Début 2024, s’est tenue la 3e conférence générale de la Stratégie de Développement de la Ville de Tunis (SDVT). Ce rendez-vous marquant est venu clore un cycle de planification stratégique de plus de trois ans, amorcé avec l’ambition de réinscrire Tunis dans une trajectoire de développement durable, résiliente et inclusive. Après avoir partagé un diagnostic approfondi du territoire et défini un cadre stratégique consensuel – exposés lors des conférences précédentes –, la commune de Tunis a présenté cette fois-ci le cœur opérationnel de la stratégie : un plan d’action structurant, composé de projets à fort impact, prêts à transformer les ambitions en réalités urbaines.
Un processus façonné par les turbulences du contexte national
Le processus d’élaboration de la SDVT s’est inscrit dans un contexte national contraignant. Il a été modelé par une série de faits institutionnels, économiques, sociaux et sanitaires qui ont à la fois compliqué son déploiement, mais aussi souligné l’urgence d’un cadre stratégique partagé pour le développement de la capitale.
Sur le plan institutionnel, la SDVT s’est déroulée en parallèle d’une transition politique marquée par la suspension des conseils municipaux en 2023, interrompant l’élan donné par les élections locales de 2018 et la promulgation du Code des collectivités locales qui constitua, au démarrage du processus, le socle juridique de la démarche. Le flou institutionnel qui a marqué la période de transition a pesé sur la légitimité du pilotage local et a complexifié la mobilisation des directions municipales, parfois désorientées quant à leurs prérogatives. À cela, s’est ajouté un flou sur le devenir des agences d’aménagement telles que l’AUGT, en discussion pour une transformation en agence métropolitaine, rendant hypothétique l’architecture future de la gouvernance territoriale du Grand Tunis.
Sur le plan économique, la stratégie a été élaborée dans un contexte de crise aggravée par les effets de la pandémie de COVID-19 qui ont considérablement réduit la capacité d’investissement public. Dans ce cadre, la SDVT a dû imaginer des montages innovants pour rendre réalisables ses ambitions.
Sur le plan social, la fragmentation urbaine s’est accentuée. Les inégalités entre les quartiers se sont creusées et les attentes citoyennes en matière de services, d’environnement et de participation n’ont cessé de croître.

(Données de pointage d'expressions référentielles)
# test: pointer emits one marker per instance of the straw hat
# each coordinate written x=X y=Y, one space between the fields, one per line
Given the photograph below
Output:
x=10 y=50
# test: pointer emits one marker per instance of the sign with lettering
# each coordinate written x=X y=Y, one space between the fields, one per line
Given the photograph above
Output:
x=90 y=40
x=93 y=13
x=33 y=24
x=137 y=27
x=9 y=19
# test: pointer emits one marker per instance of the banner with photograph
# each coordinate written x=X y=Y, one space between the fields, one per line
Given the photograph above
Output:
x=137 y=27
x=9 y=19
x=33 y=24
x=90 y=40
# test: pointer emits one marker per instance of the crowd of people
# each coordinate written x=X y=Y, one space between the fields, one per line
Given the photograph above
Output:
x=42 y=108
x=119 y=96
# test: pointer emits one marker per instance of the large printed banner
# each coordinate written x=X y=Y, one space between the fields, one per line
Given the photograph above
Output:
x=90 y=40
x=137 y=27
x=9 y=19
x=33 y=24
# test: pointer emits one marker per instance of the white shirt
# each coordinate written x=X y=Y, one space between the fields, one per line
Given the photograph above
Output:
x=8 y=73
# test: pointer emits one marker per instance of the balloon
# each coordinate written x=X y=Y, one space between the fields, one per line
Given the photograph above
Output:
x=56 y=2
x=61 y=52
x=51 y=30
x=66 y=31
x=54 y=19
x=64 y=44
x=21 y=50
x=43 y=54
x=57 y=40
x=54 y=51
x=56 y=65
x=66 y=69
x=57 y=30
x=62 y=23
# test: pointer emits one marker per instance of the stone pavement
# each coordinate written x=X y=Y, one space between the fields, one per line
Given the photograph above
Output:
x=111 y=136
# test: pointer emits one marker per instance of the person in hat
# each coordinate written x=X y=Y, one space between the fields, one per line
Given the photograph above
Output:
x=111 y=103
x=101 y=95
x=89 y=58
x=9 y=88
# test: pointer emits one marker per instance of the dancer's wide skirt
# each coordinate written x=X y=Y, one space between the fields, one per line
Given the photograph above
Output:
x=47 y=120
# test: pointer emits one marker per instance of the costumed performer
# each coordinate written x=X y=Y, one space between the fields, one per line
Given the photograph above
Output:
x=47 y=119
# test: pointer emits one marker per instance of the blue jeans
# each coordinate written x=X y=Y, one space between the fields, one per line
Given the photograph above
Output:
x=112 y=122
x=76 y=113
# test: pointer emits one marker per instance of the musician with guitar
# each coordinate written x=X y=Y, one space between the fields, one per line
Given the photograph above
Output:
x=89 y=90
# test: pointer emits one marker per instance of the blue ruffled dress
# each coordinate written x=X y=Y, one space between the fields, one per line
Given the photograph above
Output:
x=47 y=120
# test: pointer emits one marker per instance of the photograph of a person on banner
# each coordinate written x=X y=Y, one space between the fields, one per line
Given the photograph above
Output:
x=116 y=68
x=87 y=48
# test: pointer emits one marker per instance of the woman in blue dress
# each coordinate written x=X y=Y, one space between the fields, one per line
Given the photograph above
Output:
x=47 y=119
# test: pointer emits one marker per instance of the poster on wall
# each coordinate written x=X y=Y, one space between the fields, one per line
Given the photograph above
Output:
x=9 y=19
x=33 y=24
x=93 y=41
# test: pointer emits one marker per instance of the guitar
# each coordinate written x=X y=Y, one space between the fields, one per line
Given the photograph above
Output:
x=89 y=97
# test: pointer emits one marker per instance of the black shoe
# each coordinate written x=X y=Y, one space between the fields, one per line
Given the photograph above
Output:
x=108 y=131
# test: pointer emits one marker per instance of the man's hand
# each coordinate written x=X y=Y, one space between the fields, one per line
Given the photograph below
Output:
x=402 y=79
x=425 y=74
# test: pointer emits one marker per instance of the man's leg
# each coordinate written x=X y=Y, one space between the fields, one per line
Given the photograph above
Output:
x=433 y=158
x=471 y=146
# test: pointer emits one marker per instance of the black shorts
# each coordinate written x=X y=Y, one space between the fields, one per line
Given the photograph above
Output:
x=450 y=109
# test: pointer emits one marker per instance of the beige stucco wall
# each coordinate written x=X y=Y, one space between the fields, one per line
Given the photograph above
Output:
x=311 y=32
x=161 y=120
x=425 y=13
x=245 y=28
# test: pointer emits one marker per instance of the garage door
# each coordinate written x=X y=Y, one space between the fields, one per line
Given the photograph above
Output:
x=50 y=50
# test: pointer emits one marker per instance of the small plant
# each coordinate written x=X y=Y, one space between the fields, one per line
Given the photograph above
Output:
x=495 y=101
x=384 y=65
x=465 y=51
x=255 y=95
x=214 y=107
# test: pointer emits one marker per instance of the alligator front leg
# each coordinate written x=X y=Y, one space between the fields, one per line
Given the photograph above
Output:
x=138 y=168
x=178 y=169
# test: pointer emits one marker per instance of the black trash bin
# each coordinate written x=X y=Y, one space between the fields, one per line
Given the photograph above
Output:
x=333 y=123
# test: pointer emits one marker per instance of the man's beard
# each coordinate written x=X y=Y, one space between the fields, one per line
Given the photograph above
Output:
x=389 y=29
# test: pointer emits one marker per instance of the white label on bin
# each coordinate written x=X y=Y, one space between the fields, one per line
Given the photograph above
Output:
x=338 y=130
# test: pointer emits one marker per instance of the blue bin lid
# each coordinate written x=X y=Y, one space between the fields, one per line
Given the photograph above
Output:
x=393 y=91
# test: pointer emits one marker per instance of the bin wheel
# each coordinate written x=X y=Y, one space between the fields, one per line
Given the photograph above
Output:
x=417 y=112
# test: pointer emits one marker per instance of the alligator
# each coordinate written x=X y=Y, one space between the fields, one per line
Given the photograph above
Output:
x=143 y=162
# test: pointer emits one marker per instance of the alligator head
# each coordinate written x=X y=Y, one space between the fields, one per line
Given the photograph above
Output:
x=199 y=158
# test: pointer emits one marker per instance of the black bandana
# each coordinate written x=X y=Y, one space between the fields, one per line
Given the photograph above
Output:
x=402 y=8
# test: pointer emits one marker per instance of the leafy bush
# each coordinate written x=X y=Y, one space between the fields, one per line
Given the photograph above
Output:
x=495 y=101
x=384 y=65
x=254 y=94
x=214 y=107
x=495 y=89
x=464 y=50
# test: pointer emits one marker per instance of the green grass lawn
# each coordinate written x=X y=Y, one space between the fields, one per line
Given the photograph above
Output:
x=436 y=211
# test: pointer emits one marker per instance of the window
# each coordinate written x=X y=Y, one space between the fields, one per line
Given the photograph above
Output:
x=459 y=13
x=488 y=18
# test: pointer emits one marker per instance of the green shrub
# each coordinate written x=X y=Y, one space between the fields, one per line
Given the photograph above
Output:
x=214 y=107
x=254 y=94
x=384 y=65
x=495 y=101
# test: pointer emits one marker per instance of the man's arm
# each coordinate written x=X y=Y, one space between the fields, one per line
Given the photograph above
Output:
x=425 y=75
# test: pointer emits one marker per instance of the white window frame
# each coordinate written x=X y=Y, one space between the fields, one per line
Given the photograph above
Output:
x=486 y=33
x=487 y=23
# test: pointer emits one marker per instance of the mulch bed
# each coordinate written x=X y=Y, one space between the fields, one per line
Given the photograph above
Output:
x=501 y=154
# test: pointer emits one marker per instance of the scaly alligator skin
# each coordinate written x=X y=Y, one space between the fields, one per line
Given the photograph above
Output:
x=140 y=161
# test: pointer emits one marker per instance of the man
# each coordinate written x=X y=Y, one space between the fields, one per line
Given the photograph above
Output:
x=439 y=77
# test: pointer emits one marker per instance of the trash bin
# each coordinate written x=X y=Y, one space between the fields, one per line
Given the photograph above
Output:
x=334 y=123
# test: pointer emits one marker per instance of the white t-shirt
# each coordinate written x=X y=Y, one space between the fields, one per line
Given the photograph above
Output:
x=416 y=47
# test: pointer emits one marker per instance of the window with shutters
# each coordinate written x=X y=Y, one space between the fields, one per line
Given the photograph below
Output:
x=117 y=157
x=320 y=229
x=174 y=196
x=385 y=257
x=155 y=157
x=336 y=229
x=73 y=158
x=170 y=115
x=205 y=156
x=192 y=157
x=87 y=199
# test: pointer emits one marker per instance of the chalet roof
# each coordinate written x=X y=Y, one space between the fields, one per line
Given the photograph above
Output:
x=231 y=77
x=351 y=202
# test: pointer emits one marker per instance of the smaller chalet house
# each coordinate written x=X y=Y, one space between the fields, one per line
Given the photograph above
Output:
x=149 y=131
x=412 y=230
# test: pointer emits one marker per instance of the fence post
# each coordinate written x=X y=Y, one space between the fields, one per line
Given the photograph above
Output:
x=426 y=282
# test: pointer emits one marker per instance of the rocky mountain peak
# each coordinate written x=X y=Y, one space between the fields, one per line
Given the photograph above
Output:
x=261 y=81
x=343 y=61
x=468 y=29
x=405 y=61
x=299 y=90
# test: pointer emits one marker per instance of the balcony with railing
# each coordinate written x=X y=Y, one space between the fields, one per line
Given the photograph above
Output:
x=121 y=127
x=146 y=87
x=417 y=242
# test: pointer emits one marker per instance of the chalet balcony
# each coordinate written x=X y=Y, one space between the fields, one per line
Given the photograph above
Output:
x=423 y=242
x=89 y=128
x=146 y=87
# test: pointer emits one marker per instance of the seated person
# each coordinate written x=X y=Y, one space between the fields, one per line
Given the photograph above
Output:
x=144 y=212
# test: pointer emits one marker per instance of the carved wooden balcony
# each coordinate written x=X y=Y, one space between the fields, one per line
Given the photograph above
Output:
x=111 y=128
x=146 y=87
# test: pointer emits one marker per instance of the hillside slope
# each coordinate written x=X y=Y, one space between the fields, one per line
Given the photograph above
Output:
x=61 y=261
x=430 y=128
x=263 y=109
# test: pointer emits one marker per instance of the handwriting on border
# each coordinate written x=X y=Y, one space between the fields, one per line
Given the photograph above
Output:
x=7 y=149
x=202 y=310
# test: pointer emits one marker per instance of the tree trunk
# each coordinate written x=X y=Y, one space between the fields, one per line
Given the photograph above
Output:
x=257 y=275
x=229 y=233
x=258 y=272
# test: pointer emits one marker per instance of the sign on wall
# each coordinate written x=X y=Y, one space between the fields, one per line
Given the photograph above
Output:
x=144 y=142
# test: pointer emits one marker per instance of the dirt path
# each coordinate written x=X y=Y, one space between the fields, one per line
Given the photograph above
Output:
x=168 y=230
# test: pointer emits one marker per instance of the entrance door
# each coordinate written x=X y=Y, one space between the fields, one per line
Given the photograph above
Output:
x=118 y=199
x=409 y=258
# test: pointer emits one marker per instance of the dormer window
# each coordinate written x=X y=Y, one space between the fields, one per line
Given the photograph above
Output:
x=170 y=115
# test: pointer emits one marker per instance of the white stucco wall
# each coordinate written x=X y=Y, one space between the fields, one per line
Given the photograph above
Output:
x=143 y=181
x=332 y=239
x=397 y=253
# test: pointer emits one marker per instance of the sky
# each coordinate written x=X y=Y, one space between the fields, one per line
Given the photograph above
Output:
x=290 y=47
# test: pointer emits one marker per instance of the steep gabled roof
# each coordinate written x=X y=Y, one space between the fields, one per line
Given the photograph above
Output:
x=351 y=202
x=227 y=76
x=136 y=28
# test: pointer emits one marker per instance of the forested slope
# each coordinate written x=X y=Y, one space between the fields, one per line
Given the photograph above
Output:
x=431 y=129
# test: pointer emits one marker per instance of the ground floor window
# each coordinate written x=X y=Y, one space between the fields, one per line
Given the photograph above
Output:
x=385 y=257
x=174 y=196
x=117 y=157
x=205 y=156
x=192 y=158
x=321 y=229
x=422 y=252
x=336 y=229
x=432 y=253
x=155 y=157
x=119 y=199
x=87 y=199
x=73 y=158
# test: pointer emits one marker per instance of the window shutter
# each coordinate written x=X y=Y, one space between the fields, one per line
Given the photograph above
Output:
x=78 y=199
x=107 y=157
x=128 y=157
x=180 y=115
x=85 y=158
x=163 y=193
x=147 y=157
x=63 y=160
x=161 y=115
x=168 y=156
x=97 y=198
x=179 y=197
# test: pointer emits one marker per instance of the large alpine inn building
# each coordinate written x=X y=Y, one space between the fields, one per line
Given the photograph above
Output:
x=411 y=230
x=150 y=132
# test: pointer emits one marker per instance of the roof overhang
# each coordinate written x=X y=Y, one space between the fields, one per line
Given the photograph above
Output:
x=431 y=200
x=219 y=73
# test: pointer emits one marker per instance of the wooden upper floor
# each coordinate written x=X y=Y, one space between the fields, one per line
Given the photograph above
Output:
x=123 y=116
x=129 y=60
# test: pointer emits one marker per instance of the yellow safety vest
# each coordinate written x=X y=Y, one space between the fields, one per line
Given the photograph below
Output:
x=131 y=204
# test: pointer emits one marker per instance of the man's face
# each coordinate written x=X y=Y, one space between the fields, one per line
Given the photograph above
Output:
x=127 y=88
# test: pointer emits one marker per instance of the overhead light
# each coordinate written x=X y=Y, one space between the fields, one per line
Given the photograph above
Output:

Énoncé du problème:
Mettez à jour le passage du texte sur la stratégie de développement de Tunis qui s'ouvre sur les mots « Sur le plan institutionnel, la » et se clôt sur « du Grand Tunis. » en remplaçant « suspension » par « dissolution », puis donnez ce passage modifié.

Résultat de l'exercice:
Sur le plan institutionnel, la SDVT s’est déroulée en parallèle d’une transition politique marquée par la dissolution des conseils municipaux en 2023, interrompant l’élan donné par les élections locales de 2018 et la promulgation du Code des collectivités locales qui constitua, au démarrage du processus, le socle juridique de la démarche. Le flou institutionnel qui a marqué la période de transition a pesé sur la légitimité du pilotage local et a complexifié la mobilisation des directions municipales, parfois désorientées quant à leurs prérogatives. À cela, s’est ajouté un flou sur le devenir des agences d’aménagement telles que l’AUGT, en discussion pour une transformation en agence métropolitaine, rendant hypothétique l’architecture future de la gouvernance territoriale du Grand Tunis.